EXCERPTED PASSAGE
********************
Commercial

COVID 19: Uncertain, frustrating times.

The COVID-19 pandemic is a global, and completely unprecedented crisis of modern times. New Zealand’s alert Level 4 lockdown has placed substantial restrictions on the operation of businesses and travel, compelling individuals to stay largely confined to their homes. As a result, many have found themselves in positions where they are unable to perform their obligations under existing contracts. Those in this situation will be wondering what their legal position is in relation to such contracts and whether they have the ability to cancel or alter them.

Frustration

Some contracts will contain specific provisions accounting for situations where parties are unable to perform their obligations, and others will not. In the absence of such provisions, the doctrine of frustration may apply. Where frustration occurs, the contract ends and the parties are discharged from further performance.

Frustration applies where unforeseen events occur which render performance of a contract impossible or only possible in a radically different way from that originally contemplated. In the context of a global pandemic, application of the doctrine of frustration has unsurprisingly, not been tested in New Zealand.

Frustration will apply where:

  • the parties have contracted on the basis that some fundamental thing or state of things will continue to exist; and
  • this is subsequently altered by an event, making performance impossible or only possible in a very different way from what was originally contemplated, for which either party is not responsible.

Frustration cannot be invoked for events which the parties are responsible for. In the current context of COVID19, parties should consider whether the frustrating event being relied on is due to a government imposed mandate, or is the result of optional precautionary action. Taking action which was merely recommended prior to the official Level 4 deadline could potentially be considered self-induced. This will be a question for the courts.

Frustration very commonly arises through delay. The delay must not be the fault of either party and must be so severe it means what would eventually be delivered or performed would be fundamentally different to what was originally contemplated. Uncertainty around the duration of a delay may not be enough to warrant frustration of a contract. Even the uncertain duration of war and any resulting delay has been held will not necessarily be sufficient to frustrate a contract by itself. Here, whether COVID-19 related delays are sufficient to apply the doctrine will depend on the duration of the government imposed restrictions and the particular circumstances of each contract.

Law changes which make performance of obligations under a contract impossible could also result in a contract being frustrated. It is possible that the variety of emergency legislation and powers which have been invoked by the New Zealand government in response to COVID-19 could have the effect of making performance under certain contracts, illegal.
********************
PROMPT 1
In the article on COVID-19 and contract frustration, what happens to a contract when frustration occurs?
PROMPT 2
Extend the article on COVID-19 and contract frustration, picking up right after its final sentence.
The lines after this point come from a separate source.

MATERIAL SUPPLIED
********************
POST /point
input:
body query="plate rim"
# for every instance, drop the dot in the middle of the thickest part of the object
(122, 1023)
********************
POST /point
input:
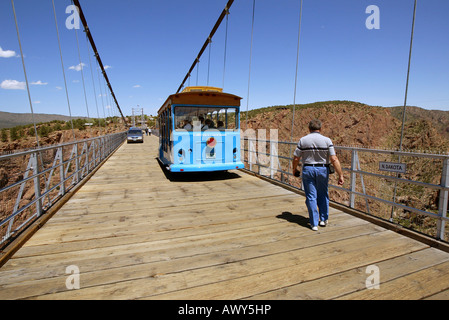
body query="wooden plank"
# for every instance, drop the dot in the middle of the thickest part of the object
********************
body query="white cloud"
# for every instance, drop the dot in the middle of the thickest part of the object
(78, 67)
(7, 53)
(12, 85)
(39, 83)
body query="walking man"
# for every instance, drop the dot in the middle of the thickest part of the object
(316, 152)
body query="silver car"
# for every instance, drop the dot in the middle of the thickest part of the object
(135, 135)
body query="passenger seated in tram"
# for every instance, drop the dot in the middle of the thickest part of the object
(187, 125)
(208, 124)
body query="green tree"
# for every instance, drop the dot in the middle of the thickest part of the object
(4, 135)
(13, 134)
********************
FINAL ANSWER 1
The contract ends and the parties are discharged from further performance.

FINAL ANSWER 2
Frustration is generally based on the interfering event being totally unforeseen and unexpected. However, it can still apply where the parties foresaw, or ought to have foreseen, the frustrating event. However, where the parties have made provision of the potential of the event in the contract, frustration usually will not apply. It may also be held that in failing to account for a foreseeable event, the parties have impliedly assumed the risk of that event. This will be case dependent.

Force Majeure Clauses

Force Majeure clauses are contractual mechanisms to deal with events which are beyond the reasonable control of a party. Where they apply, frustration principles will not.

The ADLS “no access” provision included in many leases in New Zealand could be considered to be an example of such a clause.

Whether the outbreak of COVID-19 constitutes a force majeure event will depend on the wording of the force majeure clause in question. In the absence of reference to a disease or pandemic in the clause, general terms such as “act of God” or “government restrictions” may apply. Determining this will require careful consideration of the contract and surrounding circumstances.

Ascertaining whether the pandemic crisis has prevented, hindered or delayed performance of the contract will also depend on the specific facts and terms of contract. Often force majeure clauses will require that performance is rendered legally or physically impossible, however some clauses have a lesser standard.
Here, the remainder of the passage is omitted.